● VOTRE OBJECTIF: Présentez sous forme de liste numérotée les lignes des items, en commençant par celle qui contient « Target: paved road » et en allant jusqu'à la dernière ligne, sans les lignes vides.
++++ DONNÉES AFFICHÉES
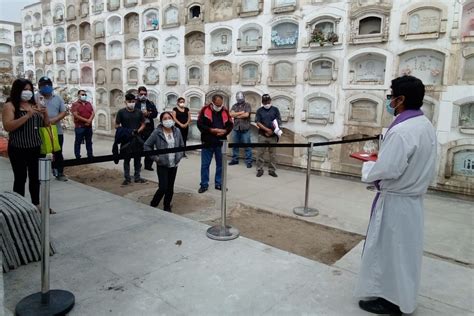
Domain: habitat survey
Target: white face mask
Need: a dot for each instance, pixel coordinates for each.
(26, 95)
(217, 108)
(168, 123)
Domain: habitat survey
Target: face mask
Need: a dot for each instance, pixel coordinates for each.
(26, 95)
(168, 123)
(388, 107)
(240, 97)
(46, 90)
(216, 108)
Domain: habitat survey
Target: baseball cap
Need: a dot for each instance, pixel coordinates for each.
(45, 81)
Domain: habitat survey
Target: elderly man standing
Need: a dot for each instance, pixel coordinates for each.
(391, 261)
(215, 123)
(240, 111)
(56, 112)
(83, 113)
(267, 116)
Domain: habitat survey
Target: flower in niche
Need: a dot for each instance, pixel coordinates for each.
(435, 72)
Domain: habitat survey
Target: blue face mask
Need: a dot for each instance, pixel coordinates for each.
(389, 108)
(46, 90)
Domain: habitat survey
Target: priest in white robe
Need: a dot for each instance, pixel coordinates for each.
(390, 272)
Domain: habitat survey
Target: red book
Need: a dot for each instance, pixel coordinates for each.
(362, 155)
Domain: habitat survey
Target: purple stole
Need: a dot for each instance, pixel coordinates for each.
(405, 115)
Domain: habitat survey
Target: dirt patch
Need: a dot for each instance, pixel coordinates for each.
(310, 240)
(105, 179)
(184, 202)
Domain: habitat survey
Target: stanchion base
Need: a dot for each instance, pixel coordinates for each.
(305, 211)
(217, 233)
(60, 303)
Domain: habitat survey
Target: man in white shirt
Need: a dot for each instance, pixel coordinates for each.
(391, 260)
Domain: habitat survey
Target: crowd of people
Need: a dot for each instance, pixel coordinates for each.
(135, 132)
(391, 260)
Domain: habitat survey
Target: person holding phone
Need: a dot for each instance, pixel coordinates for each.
(56, 111)
(22, 118)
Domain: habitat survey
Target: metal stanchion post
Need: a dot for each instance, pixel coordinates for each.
(46, 302)
(305, 210)
(223, 231)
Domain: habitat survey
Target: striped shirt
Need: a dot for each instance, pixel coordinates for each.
(27, 135)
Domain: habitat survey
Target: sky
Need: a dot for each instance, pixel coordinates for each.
(10, 10)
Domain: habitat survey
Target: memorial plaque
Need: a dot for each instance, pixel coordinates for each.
(463, 163)
(363, 111)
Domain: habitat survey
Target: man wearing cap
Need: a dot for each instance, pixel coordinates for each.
(268, 121)
(83, 113)
(56, 112)
(240, 111)
(215, 123)
(149, 111)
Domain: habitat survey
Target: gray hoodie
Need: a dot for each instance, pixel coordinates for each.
(157, 140)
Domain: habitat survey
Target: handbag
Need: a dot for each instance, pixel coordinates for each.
(49, 140)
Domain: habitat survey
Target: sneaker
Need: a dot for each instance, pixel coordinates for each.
(61, 178)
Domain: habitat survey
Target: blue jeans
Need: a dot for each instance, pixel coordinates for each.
(206, 158)
(241, 137)
(83, 133)
(136, 166)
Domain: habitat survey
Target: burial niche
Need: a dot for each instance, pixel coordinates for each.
(114, 25)
(150, 48)
(151, 20)
(220, 73)
(151, 75)
(172, 46)
(171, 17)
(427, 65)
(250, 38)
(195, 43)
(367, 69)
(86, 75)
(132, 49)
(221, 42)
(284, 36)
(194, 75)
(172, 75)
(115, 50)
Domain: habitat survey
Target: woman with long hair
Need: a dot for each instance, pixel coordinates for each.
(166, 135)
(182, 118)
(22, 119)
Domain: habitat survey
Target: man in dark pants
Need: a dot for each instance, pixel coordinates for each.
(56, 112)
(131, 119)
(83, 113)
(215, 123)
(149, 111)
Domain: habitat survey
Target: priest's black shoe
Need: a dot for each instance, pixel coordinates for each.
(380, 306)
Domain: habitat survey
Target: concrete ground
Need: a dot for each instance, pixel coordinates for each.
(122, 258)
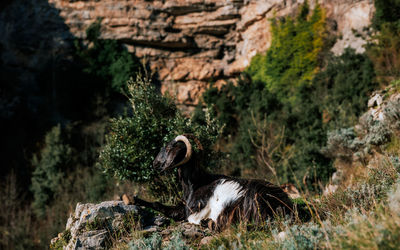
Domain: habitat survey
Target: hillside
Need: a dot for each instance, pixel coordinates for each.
(302, 94)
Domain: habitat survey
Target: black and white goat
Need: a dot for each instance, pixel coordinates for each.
(206, 196)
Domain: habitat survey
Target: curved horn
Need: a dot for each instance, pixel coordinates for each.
(185, 140)
(194, 138)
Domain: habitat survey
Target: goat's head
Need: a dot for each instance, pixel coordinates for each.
(174, 154)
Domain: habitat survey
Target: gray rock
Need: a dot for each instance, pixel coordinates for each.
(91, 225)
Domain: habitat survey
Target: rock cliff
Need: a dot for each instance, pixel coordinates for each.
(192, 42)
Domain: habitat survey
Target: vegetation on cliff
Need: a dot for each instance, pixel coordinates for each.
(297, 114)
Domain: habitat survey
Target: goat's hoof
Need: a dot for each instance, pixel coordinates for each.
(126, 200)
(208, 223)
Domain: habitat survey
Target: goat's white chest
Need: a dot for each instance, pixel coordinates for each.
(224, 193)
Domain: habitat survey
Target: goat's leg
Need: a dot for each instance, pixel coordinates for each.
(174, 212)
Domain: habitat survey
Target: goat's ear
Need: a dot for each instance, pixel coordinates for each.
(169, 156)
(176, 154)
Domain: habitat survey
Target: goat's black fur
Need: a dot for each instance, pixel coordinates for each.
(260, 199)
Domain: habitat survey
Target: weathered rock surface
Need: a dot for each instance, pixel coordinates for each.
(187, 42)
(95, 226)
(91, 225)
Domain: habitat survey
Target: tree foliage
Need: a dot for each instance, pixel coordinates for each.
(277, 119)
(134, 140)
(50, 166)
(106, 59)
(294, 55)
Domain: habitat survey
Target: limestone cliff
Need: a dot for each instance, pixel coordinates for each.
(191, 42)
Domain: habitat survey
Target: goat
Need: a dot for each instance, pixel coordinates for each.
(217, 199)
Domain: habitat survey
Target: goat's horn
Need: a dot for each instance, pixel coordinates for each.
(185, 140)
(194, 138)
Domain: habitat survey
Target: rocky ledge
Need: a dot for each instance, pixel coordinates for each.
(99, 226)
(192, 42)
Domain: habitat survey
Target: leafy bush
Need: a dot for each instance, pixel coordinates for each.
(384, 50)
(342, 89)
(49, 166)
(155, 242)
(135, 140)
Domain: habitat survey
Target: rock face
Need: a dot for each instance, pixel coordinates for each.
(191, 42)
(91, 226)
(99, 226)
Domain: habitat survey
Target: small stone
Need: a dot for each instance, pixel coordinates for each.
(206, 240)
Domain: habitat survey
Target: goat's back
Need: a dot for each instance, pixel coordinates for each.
(260, 200)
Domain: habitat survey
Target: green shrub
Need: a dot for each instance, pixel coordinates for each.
(134, 140)
(49, 166)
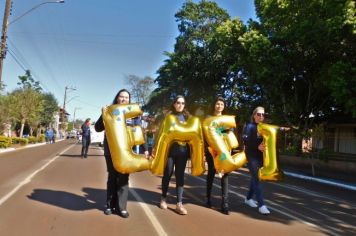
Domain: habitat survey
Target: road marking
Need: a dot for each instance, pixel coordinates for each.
(274, 209)
(155, 222)
(304, 191)
(29, 178)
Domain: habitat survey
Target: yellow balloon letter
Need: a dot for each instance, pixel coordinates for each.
(121, 138)
(222, 143)
(172, 130)
(270, 170)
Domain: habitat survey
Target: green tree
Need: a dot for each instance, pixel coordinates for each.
(140, 88)
(25, 106)
(49, 108)
(302, 59)
(191, 69)
(26, 102)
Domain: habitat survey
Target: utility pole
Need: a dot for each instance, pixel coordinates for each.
(5, 25)
(63, 123)
(4, 36)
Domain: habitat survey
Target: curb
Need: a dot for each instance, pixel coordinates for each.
(10, 149)
(320, 180)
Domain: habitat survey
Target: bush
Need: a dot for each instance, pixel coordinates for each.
(5, 142)
(22, 141)
(33, 139)
(42, 138)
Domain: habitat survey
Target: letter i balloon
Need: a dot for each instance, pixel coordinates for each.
(122, 138)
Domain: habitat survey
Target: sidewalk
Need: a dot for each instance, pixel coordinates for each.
(16, 147)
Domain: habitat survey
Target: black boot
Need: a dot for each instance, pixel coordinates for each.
(225, 209)
(225, 205)
(208, 203)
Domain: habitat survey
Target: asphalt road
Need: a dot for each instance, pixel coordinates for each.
(51, 190)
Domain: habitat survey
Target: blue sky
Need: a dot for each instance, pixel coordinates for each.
(92, 45)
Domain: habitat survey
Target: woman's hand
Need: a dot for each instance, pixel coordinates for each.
(262, 147)
(103, 109)
(284, 128)
(147, 155)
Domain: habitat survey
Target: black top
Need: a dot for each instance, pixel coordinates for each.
(252, 140)
(99, 127)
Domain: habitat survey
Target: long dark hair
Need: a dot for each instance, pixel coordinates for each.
(118, 94)
(218, 99)
(173, 109)
(252, 119)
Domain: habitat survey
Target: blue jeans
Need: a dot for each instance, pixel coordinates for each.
(255, 185)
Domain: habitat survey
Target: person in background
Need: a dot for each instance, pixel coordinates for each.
(85, 137)
(117, 183)
(177, 159)
(217, 110)
(49, 135)
(254, 148)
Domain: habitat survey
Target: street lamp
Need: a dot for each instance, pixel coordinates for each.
(63, 124)
(75, 109)
(5, 24)
(33, 8)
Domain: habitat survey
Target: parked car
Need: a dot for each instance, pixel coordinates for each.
(96, 137)
(72, 134)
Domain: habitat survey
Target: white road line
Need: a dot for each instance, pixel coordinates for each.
(304, 191)
(324, 181)
(29, 178)
(155, 222)
(274, 209)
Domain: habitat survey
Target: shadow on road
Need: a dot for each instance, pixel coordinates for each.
(92, 198)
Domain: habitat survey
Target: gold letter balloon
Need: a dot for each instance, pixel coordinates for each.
(172, 130)
(122, 138)
(221, 143)
(270, 170)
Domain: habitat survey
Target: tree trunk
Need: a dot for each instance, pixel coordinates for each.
(22, 127)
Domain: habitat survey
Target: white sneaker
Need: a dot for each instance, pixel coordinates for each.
(250, 203)
(263, 210)
(163, 204)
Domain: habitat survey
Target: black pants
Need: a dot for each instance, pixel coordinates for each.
(85, 145)
(177, 161)
(210, 179)
(117, 187)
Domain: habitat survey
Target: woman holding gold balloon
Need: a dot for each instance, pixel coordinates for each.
(218, 109)
(117, 183)
(254, 148)
(177, 159)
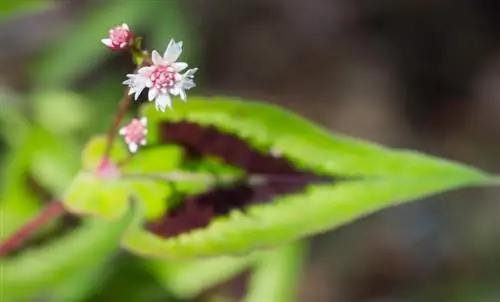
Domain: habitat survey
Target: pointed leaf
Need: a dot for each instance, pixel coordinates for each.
(385, 178)
(37, 271)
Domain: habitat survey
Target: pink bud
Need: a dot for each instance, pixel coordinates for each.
(135, 133)
(119, 38)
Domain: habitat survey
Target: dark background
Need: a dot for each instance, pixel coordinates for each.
(420, 74)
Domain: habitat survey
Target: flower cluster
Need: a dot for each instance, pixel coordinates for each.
(134, 133)
(163, 77)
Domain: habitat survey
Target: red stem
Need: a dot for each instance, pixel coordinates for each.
(51, 212)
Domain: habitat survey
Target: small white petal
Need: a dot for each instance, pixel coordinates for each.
(179, 66)
(190, 73)
(157, 59)
(188, 84)
(153, 93)
(172, 52)
(163, 101)
(174, 90)
(182, 94)
(107, 42)
(137, 94)
(132, 147)
(146, 71)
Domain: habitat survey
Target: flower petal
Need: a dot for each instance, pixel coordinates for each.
(172, 52)
(179, 66)
(163, 101)
(182, 94)
(157, 59)
(132, 147)
(174, 90)
(153, 93)
(188, 84)
(107, 42)
(146, 71)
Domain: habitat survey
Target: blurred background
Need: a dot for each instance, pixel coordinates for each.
(420, 74)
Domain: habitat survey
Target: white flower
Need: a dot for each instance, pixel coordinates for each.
(119, 37)
(163, 78)
(135, 133)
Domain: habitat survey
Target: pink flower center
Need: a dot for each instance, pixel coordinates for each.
(119, 36)
(163, 77)
(134, 132)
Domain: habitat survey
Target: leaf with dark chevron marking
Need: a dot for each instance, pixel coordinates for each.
(262, 177)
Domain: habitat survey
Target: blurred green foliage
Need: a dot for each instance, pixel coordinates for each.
(44, 131)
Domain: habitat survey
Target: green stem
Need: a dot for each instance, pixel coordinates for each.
(276, 276)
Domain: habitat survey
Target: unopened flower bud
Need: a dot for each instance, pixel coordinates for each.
(134, 133)
(119, 38)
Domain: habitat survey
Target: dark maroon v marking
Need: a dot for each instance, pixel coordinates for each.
(281, 178)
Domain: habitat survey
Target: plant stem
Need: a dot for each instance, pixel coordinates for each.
(123, 106)
(51, 212)
(253, 179)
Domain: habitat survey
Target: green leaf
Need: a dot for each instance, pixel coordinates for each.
(93, 152)
(276, 276)
(188, 279)
(89, 194)
(307, 145)
(385, 178)
(39, 270)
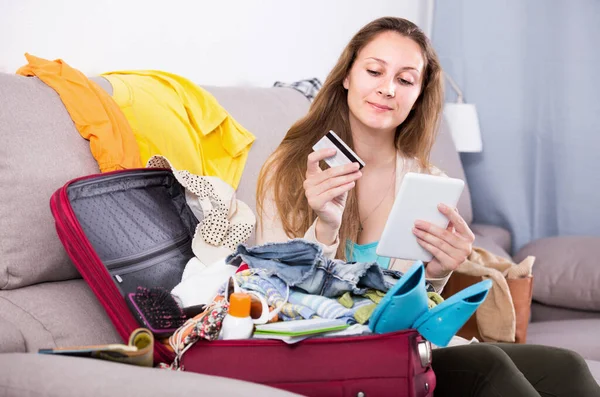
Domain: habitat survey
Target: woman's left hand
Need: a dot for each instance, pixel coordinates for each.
(450, 247)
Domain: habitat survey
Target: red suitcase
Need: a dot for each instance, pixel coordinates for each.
(133, 227)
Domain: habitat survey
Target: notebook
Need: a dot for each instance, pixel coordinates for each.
(301, 327)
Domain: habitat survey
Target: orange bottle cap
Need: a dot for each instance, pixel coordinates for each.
(239, 304)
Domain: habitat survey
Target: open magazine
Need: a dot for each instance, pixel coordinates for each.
(138, 351)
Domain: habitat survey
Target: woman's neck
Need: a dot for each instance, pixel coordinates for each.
(377, 148)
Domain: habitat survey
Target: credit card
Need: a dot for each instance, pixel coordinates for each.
(343, 155)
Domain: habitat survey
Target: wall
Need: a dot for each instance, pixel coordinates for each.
(237, 42)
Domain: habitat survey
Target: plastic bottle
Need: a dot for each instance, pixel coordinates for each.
(238, 324)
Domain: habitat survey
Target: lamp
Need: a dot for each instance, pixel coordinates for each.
(463, 122)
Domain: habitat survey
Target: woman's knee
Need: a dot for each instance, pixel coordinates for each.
(482, 358)
(567, 360)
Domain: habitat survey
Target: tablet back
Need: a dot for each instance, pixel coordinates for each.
(417, 199)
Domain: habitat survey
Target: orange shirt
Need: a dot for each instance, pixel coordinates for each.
(96, 115)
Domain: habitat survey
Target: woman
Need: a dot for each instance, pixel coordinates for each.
(384, 98)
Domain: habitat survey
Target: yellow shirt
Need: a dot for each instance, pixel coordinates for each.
(173, 117)
(95, 115)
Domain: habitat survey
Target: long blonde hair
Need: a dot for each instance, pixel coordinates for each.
(283, 173)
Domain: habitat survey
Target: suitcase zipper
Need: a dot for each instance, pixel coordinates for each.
(110, 177)
(71, 226)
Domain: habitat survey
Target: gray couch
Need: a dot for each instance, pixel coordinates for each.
(44, 302)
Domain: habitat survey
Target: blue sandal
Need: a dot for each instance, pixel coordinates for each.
(404, 303)
(442, 322)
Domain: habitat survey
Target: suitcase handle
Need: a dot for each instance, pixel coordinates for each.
(425, 353)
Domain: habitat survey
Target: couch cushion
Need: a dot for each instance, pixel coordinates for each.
(266, 112)
(445, 157)
(594, 367)
(28, 375)
(489, 244)
(541, 312)
(40, 150)
(566, 271)
(60, 313)
(497, 234)
(11, 338)
(578, 335)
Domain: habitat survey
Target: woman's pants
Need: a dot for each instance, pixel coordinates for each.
(511, 370)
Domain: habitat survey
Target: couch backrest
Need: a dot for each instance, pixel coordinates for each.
(40, 150)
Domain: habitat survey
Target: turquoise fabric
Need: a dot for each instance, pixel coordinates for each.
(365, 253)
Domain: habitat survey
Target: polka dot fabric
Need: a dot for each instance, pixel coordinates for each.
(226, 222)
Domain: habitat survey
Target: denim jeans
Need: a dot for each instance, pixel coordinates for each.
(301, 264)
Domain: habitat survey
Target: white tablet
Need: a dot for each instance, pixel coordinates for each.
(417, 198)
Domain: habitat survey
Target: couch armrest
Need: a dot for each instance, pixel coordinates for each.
(11, 339)
(566, 271)
(500, 236)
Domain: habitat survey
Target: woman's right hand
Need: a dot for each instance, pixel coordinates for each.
(326, 191)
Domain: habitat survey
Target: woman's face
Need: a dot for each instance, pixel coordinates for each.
(384, 82)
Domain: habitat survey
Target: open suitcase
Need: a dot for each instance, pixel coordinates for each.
(134, 228)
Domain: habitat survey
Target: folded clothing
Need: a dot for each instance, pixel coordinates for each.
(200, 283)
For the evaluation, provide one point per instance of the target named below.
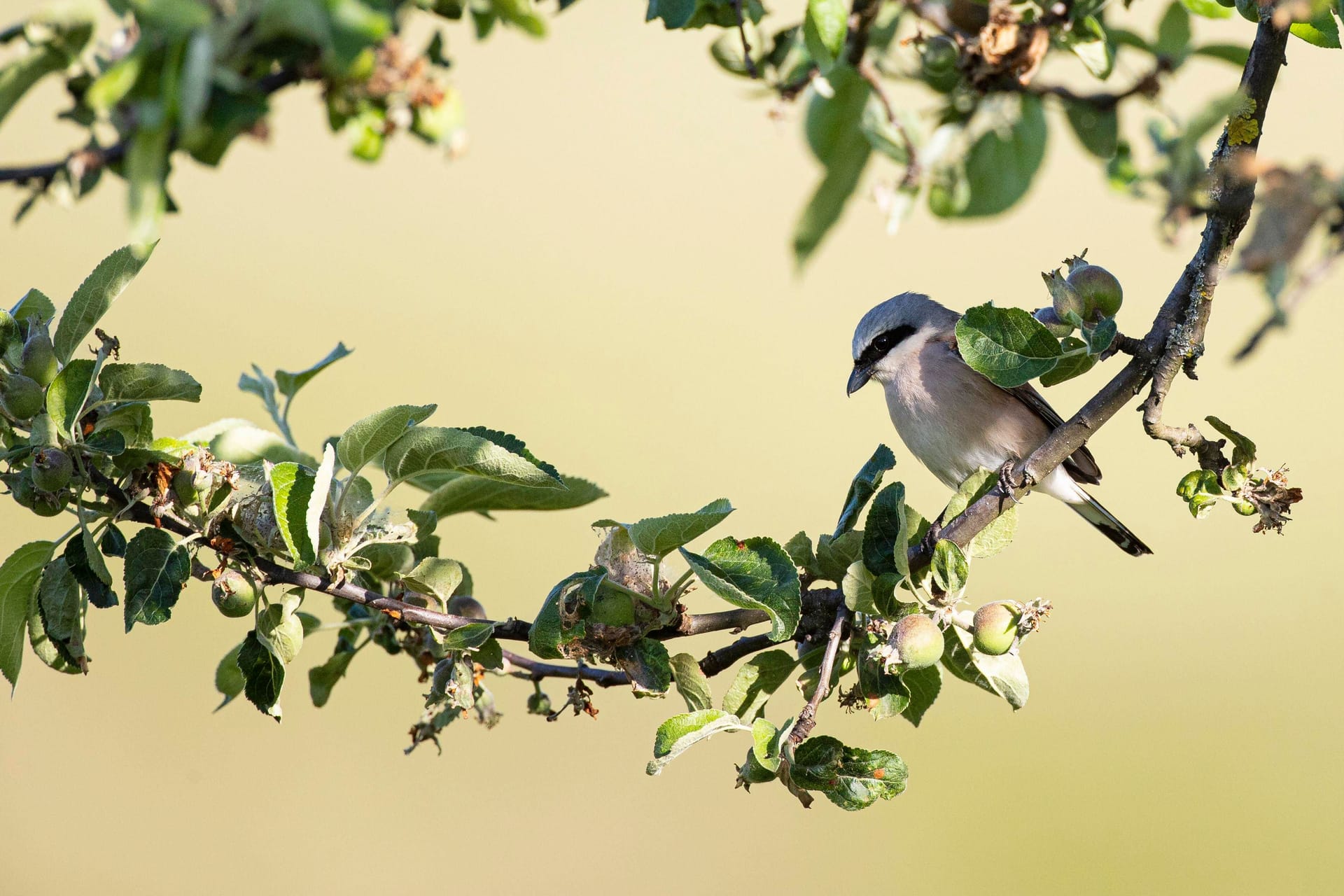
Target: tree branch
(1179, 326)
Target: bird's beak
(858, 379)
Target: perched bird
(955, 419)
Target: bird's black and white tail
(1107, 523)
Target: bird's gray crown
(913, 311)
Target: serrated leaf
(464, 492)
(949, 567)
(679, 734)
(850, 778)
(1243, 450)
(147, 383)
(468, 637)
(1007, 346)
(756, 681)
(156, 570)
(824, 29)
(882, 531)
(647, 665)
(547, 636)
(288, 383)
(229, 678)
(756, 574)
(299, 498)
(264, 675)
(324, 678)
(370, 437)
(67, 393)
(1003, 676)
(863, 486)
(432, 449)
(436, 577)
(96, 296)
(691, 682)
(1069, 365)
(923, 685)
(281, 631)
(81, 556)
(660, 535)
(999, 533)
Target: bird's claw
(1006, 485)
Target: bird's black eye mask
(885, 342)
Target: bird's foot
(1007, 485)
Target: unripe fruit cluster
(234, 593)
(918, 641)
(995, 628)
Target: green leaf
(19, 575)
(96, 296)
(1088, 41)
(34, 305)
(755, 574)
(1097, 128)
(67, 393)
(147, 383)
(468, 637)
(324, 678)
(281, 630)
(264, 673)
(83, 556)
(660, 535)
(432, 449)
(1007, 144)
(850, 778)
(835, 555)
(1007, 346)
(824, 30)
(436, 577)
(691, 681)
(547, 637)
(290, 383)
(679, 734)
(949, 567)
(1174, 33)
(648, 666)
(863, 486)
(756, 681)
(370, 437)
(1320, 31)
(836, 139)
(229, 678)
(461, 493)
(19, 76)
(882, 536)
(1003, 676)
(249, 444)
(1208, 8)
(999, 533)
(156, 571)
(1069, 365)
(299, 498)
(1243, 450)
(923, 685)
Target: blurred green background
(606, 274)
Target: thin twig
(808, 718)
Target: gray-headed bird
(955, 419)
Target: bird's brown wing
(1081, 465)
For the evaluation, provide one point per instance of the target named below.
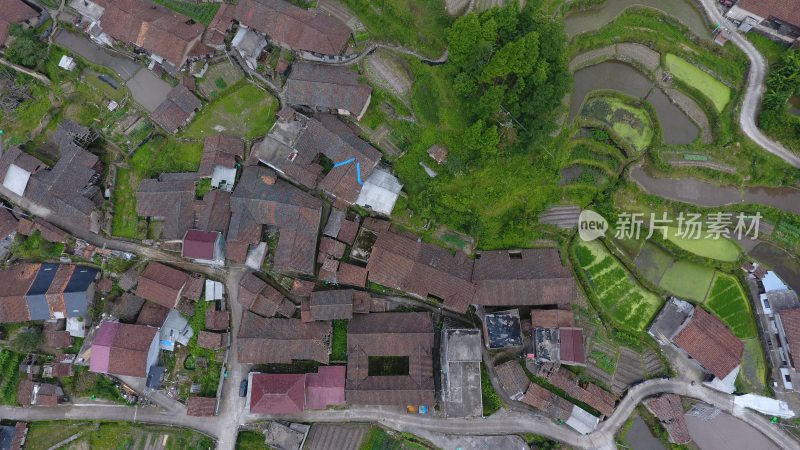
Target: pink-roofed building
(124, 349)
(326, 387)
(293, 393)
(204, 247)
(272, 393)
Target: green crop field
(631, 123)
(653, 262)
(722, 249)
(247, 112)
(200, 12)
(718, 93)
(753, 375)
(687, 280)
(728, 301)
(618, 295)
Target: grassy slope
(419, 24)
(770, 49)
(157, 156)
(200, 12)
(720, 249)
(247, 112)
(113, 435)
(728, 301)
(687, 280)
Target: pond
(640, 438)
(585, 21)
(677, 127)
(702, 193)
(725, 432)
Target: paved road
(509, 422)
(121, 413)
(231, 416)
(755, 89)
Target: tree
(480, 141)
(26, 50)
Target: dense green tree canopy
(511, 69)
(26, 50)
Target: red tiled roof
(261, 199)
(422, 269)
(706, 339)
(16, 281)
(525, 277)
(57, 339)
(390, 334)
(538, 397)
(152, 315)
(348, 232)
(329, 87)
(194, 287)
(593, 395)
(199, 244)
(105, 285)
(279, 341)
(277, 393)
(331, 305)
(331, 247)
(302, 288)
(217, 320)
(220, 150)
(161, 284)
(201, 407)
(122, 349)
(178, 108)
(297, 28)
(8, 223)
(152, 27)
(351, 275)
(790, 321)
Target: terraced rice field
(720, 249)
(684, 279)
(618, 294)
(728, 301)
(687, 280)
(618, 366)
(683, 70)
(632, 124)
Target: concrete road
(120, 413)
(755, 88)
(224, 427)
++++++++
● RÉSULTAT COMPLET:
1. Target: paved road
2. (509, 422)
3. (121, 413)
4. (231, 416)
5. (755, 89)
6. Target: tree
7. (480, 141)
8. (26, 50)
9. Target: dense green tree canopy
10. (511, 69)
11. (26, 50)
12. Target: red tiled roof
13. (261, 199)
14. (422, 269)
15. (706, 339)
16. (16, 281)
17. (525, 277)
18. (57, 339)
19. (390, 334)
20. (538, 397)
21. (152, 315)
22. (348, 232)
23. (329, 87)
24. (194, 287)
25. (593, 395)
26. (199, 244)
27. (105, 285)
28. (279, 341)
29. (277, 393)
30. (331, 305)
31. (331, 247)
32. (302, 288)
33. (217, 320)
34. (220, 150)
35. (161, 284)
36. (201, 407)
37. (122, 349)
38. (178, 108)
39. (297, 28)
40. (8, 223)
41. (152, 27)
42. (351, 275)
43. (790, 321)
44. Target: terraced rice field
45. (720, 249)
46. (684, 279)
47. (618, 294)
48. (728, 301)
49. (687, 280)
50. (618, 366)
51. (683, 70)
52. (632, 124)
53. Target: concrete road
54. (120, 413)
55. (755, 88)
56. (224, 427)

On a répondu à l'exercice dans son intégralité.